Exercise aim:
Repeat, word for word, the lines of the data below, starting at the line that contains "(format x=266, y=192)" and ending at the line that contains "x=923, y=523". Include both of those lines.

Exercise material:
Begin
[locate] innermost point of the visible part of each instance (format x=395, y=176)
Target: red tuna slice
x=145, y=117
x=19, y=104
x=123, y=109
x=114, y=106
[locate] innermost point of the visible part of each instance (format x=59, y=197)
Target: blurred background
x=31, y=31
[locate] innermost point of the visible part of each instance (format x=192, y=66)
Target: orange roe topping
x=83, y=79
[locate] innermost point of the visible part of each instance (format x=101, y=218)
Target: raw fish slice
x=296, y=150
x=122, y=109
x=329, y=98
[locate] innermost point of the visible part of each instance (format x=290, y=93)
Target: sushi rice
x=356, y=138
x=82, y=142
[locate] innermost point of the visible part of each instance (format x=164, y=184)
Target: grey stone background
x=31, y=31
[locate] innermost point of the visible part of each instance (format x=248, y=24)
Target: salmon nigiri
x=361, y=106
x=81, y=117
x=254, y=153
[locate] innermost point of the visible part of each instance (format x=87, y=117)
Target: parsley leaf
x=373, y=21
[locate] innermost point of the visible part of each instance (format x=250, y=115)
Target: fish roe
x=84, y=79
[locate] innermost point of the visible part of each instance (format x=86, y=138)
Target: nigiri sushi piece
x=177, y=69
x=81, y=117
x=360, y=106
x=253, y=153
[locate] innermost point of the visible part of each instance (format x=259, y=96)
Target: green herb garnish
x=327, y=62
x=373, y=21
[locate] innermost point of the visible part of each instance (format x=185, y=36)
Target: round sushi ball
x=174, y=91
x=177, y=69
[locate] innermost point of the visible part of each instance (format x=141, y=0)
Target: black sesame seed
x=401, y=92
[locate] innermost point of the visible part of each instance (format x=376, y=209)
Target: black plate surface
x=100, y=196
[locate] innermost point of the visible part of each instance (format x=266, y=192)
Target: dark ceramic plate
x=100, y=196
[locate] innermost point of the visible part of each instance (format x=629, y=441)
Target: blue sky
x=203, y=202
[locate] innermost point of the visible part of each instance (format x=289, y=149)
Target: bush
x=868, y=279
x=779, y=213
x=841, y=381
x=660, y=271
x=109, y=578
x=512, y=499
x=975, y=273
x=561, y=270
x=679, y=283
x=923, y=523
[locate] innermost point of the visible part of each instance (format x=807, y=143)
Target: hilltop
End
Begin
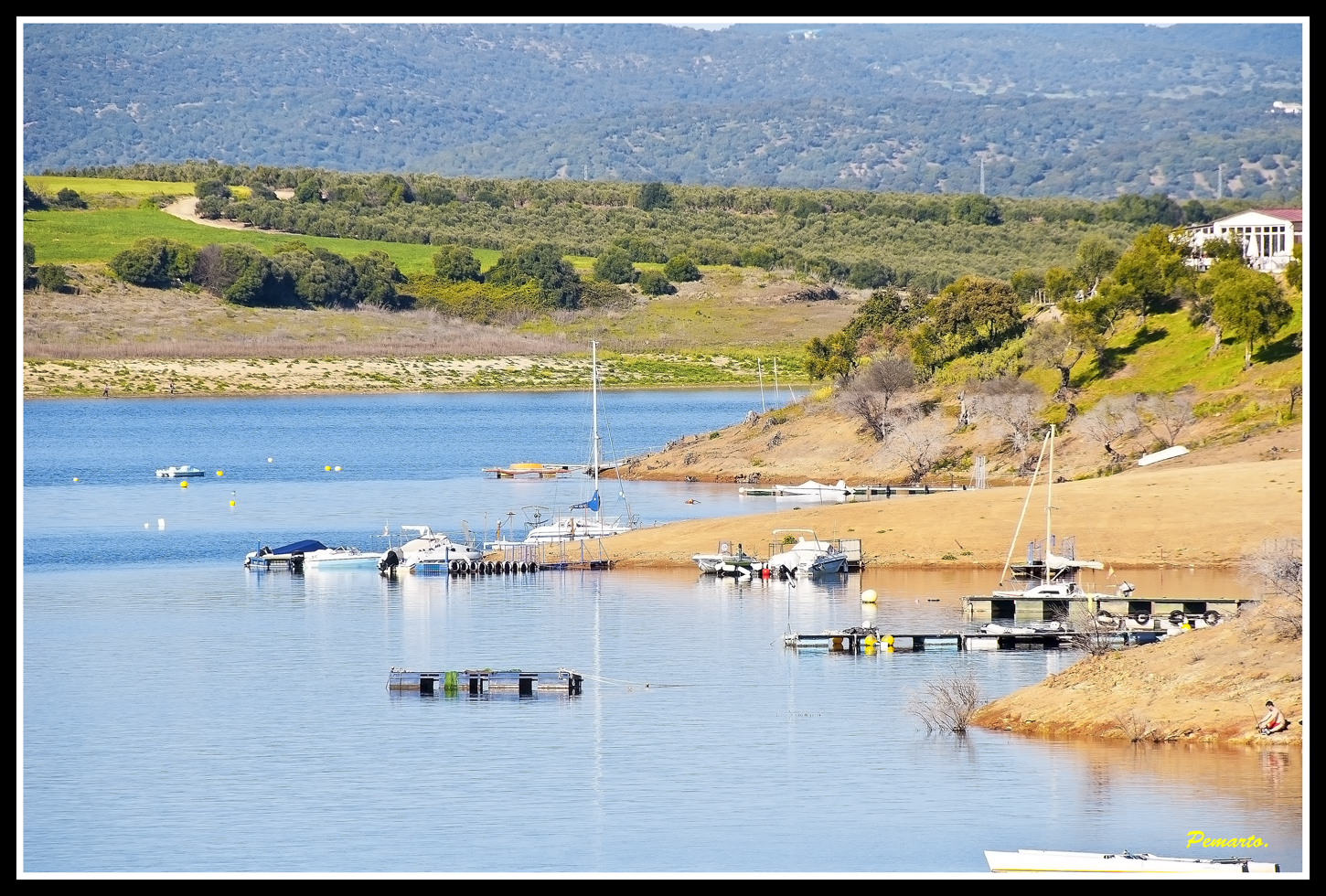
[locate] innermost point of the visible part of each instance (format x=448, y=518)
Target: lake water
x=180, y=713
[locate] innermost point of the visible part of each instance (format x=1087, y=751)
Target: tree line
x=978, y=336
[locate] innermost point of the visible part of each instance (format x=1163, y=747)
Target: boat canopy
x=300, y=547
End
Correct result:
[locate] innermost point of the visible part of each instance (format x=266, y=192)
Target: dark ceramic plate
x=100, y=196
[locate] innermost point of the visible part of each instance (format x=629, y=441)
Target: blue sky
x=203, y=202
[locate] innermost point of the visible part of each instance (format x=289, y=149)
Target: bush
x=868, y=279
x=779, y=213
x=841, y=381
x=660, y=271
x=109, y=578
x=512, y=499
x=975, y=273
x=561, y=270
x=679, y=283
x=923, y=523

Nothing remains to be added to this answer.